- **Problem details**
Pull out each line of the listing below that contains the word "branch", matching its case exactly.

── Data supplied

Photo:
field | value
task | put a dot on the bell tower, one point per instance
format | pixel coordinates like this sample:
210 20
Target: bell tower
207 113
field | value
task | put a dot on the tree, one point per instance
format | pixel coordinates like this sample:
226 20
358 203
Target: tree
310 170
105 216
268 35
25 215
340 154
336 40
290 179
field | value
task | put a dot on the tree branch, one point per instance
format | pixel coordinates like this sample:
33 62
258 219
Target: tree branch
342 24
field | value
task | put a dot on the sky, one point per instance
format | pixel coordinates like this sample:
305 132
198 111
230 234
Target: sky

────

- **Solution for this exercise**
task | put a dot on the tree branch, one point per instance
Target: tree branch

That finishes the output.